[Source data]
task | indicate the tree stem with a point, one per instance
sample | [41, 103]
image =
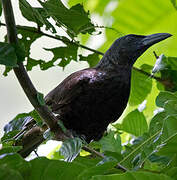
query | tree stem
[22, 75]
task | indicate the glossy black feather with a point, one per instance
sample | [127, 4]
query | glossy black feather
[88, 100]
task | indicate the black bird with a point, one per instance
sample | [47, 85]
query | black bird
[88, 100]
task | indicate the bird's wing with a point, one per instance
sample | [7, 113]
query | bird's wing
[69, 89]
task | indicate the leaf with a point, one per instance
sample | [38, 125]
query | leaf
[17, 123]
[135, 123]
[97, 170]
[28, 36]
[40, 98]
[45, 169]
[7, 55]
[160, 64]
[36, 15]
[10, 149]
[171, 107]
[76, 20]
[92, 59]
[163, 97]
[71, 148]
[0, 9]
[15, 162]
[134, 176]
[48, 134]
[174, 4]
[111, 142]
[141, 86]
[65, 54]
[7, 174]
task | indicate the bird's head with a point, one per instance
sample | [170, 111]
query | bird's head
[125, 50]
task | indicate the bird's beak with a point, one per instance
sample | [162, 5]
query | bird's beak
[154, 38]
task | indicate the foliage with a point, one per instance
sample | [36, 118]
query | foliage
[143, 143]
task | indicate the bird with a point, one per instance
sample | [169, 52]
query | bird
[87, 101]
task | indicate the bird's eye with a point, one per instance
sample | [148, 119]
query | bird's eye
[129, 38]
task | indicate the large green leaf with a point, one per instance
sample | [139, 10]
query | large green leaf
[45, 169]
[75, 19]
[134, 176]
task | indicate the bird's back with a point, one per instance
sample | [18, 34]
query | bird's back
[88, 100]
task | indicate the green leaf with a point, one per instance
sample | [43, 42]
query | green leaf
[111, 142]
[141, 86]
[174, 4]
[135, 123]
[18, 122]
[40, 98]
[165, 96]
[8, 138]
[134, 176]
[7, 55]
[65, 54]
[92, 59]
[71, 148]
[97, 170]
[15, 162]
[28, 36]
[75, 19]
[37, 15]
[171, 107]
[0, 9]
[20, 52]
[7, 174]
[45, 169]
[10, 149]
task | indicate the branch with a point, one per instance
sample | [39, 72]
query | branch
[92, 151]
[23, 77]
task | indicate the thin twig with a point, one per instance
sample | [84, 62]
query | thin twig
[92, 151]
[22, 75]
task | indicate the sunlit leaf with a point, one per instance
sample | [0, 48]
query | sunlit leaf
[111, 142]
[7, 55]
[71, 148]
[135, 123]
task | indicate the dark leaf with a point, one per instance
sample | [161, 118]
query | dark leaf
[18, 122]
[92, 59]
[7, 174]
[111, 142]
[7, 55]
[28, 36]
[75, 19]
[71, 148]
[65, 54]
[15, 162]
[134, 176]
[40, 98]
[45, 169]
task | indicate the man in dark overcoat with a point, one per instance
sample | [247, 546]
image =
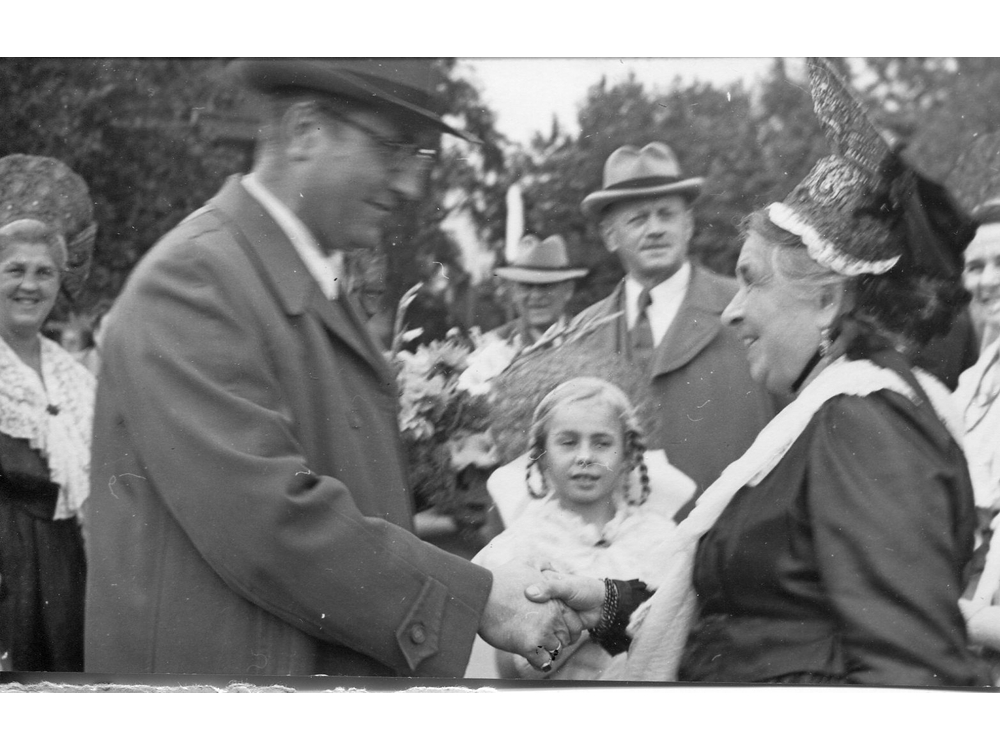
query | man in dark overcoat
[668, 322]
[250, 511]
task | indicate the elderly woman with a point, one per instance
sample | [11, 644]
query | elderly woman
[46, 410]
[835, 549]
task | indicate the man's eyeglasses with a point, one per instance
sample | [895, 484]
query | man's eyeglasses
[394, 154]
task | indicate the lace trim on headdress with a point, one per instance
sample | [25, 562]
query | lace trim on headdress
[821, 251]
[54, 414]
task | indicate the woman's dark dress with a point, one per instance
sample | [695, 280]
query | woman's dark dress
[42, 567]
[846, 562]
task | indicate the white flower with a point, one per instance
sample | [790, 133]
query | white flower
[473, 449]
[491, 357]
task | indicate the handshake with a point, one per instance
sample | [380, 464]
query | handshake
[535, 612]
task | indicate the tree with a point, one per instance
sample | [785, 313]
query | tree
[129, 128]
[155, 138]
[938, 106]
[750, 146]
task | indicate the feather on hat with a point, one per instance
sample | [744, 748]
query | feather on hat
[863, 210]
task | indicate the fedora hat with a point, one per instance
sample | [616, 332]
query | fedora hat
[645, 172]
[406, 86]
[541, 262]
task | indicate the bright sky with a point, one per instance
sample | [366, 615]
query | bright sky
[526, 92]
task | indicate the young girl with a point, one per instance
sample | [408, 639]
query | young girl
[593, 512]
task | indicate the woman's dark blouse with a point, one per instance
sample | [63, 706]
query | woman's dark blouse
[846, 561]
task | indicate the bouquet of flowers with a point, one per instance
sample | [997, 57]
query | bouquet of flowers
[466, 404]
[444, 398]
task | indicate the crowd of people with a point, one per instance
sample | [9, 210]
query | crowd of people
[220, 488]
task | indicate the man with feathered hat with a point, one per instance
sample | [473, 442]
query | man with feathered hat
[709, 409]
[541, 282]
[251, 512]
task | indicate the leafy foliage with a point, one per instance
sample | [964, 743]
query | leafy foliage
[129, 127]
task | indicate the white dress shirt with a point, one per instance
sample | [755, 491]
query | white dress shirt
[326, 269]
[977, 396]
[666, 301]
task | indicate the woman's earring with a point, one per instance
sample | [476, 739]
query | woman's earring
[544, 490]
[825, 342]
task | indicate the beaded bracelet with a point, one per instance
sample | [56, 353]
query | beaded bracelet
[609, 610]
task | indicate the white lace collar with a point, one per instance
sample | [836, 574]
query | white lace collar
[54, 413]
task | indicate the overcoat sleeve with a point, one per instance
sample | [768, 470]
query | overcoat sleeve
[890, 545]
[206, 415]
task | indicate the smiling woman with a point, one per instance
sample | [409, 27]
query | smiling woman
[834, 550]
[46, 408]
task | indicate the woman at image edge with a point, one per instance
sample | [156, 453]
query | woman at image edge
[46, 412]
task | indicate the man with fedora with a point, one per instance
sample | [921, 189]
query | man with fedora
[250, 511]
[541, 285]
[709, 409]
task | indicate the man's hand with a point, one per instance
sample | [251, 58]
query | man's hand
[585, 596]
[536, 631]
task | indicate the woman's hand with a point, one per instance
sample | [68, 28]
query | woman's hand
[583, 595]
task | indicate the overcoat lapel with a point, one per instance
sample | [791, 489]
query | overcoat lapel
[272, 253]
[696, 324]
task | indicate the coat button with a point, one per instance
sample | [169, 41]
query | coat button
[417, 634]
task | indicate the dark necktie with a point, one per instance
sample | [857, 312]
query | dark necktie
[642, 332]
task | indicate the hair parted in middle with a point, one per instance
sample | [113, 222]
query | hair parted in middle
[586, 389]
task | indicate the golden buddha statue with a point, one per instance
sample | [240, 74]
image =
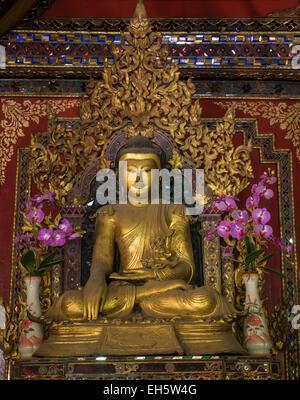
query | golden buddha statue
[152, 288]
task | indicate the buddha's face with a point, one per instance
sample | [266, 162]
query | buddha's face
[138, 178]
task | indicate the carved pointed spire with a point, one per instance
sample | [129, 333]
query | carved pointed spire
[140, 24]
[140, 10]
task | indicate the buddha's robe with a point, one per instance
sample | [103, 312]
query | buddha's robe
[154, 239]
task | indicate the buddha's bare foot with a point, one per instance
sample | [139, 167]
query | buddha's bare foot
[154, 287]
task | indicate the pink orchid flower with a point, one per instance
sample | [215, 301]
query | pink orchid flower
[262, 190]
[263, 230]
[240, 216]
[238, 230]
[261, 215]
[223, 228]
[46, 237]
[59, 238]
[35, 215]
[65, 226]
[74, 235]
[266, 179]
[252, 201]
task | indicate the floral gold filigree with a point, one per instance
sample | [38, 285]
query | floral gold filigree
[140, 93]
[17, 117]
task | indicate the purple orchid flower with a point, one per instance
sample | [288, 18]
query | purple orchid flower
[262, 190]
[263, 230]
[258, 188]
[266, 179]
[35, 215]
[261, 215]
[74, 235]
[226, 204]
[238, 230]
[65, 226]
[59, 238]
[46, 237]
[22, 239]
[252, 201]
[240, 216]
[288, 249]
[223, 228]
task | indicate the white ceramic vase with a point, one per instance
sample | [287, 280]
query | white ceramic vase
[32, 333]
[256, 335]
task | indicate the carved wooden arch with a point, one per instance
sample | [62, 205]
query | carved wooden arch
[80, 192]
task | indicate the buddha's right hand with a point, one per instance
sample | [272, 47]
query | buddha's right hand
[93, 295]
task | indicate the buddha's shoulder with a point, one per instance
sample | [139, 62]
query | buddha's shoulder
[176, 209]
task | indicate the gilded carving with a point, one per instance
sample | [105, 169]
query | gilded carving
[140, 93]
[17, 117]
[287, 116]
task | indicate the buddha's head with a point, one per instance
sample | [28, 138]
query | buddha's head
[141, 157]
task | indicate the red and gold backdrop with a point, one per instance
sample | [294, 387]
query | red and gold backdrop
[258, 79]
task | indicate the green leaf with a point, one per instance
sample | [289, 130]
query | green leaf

Task to carry out: Reproduce the items from the line containing "task | indicate the white ceramic" through the end of the items, substituting "Buddha's" for "buddha's" and leaving everything else unchanged.

Completed task:
task | indicate the white ceramic vase with a point, one per instance
sample | [287, 280]
query | white ceramic vase
[32, 333]
[256, 335]
task | indicate the carved wooden arch with a point, one per instance
sample | [62, 205]
query | carved wooden arch
[80, 192]
task | indicate the Buddha's right hand with a point, one per instance
sample | [272, 47]
query | Buddha's right hand
[93, 295]
task | indicate the Buddha's shoulder with a point, one per instance
sample | [139, 62]
query | Buddha's shoulder
[176, 209]
task | indicate the gilded carving with a point, one per instance
sample | [105, 169]
query | gilded carving
[140, 93]
[17, 117]
[287, 116]
task | indicate the Buddha's head with a point, one per instance
sample | [28, 138]
query | Buddha's head
[141, 157]
task | indicate the red and gold backdrop with a point, one per instance
sample | [294, 387]
query | red and gold backdrop
[258, 79]
task | indicate the green leaf with a point, one per instance
sample | [289, 130]
query | green leaf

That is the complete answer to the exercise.